> **Instructions for the task**
In the review of Steely Dan's Aja below, reproduce word for word the passage from "Rock has always" to "aural architecture away.".

> **Passage to read**

━━━━━━━━━━━━━━━━━━━━━━━━━━━━━━

Forget for a moment the album's surreal sonic perfection, its melodic and harmonic complexity -- music so technically demanding its creators had to call in A-list session players to realize the sounds they heard in their heads but could not play, even on the instruments they had mastered. Concentrate instead on the profound sadness of Steely Dan's exquisitely arranged Aja. If you couldn't comprehend how Steely Dan, a nearly imaginary band that hadn't released a studio album in two decades, won the 2000 Album of the Year Grammy away from Radiohead and Eminem, this is the place to start understanding why.

Rock has always excelled at embodying adolescent ache. But it's rare when rock captures the complications of adult sorrows almost purely with its sound. Drummer Paul Humphrey's upstroke during the beginning of "Black Cow," the 1977 album's languid opener, is so hesitant, so world-weary that it barely catches up to the pulse he sets with his foot. On the eight-minute title track, instruments layer onto a different drummer, adding chord on top of chord, harmony on top of harmony, until tom-toms and cymbals thunder, raging all that ornate aural architecture away.

━━━━━━━━━━━━━━━━━━━━━━━━━━━━━━

> **Information shown**
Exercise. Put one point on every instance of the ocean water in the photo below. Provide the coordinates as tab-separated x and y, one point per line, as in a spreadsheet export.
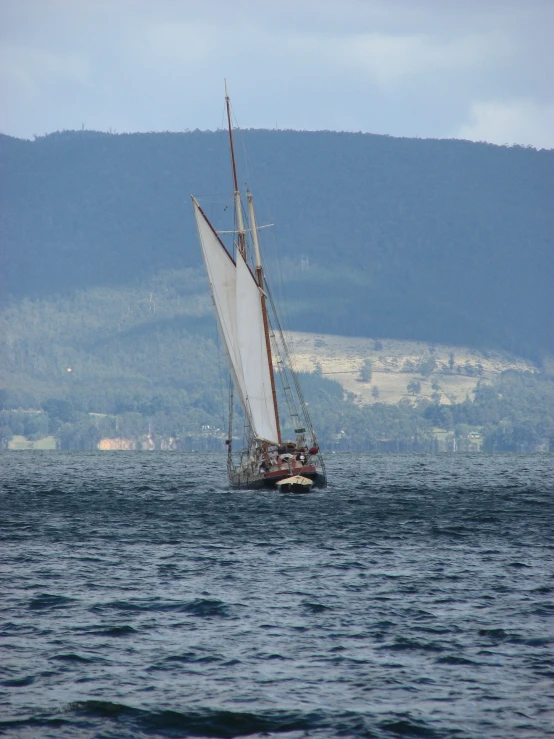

━━━━━━━━━━━━━━━━━━━━━━━━━━━━━━

> **Worked solution**
Rock has always excelled at embodying adolescent ache. But it's rare when rock captures the complications of adult sorrows almost purely with its sound. Drummer Paul Humphrey's upstroke during the beginning of "Black Cow," the 1977 album's languid opener, is so hesitant, so world-weary that it barely catches up to the pulse he sets with his foot. On the eight-minute title track, instruments layer onto a different drummer, adding chord on top of chord, harmony on top of harmony, until tom-toms and cymbals thunder, raging all that ornate aural architecture away.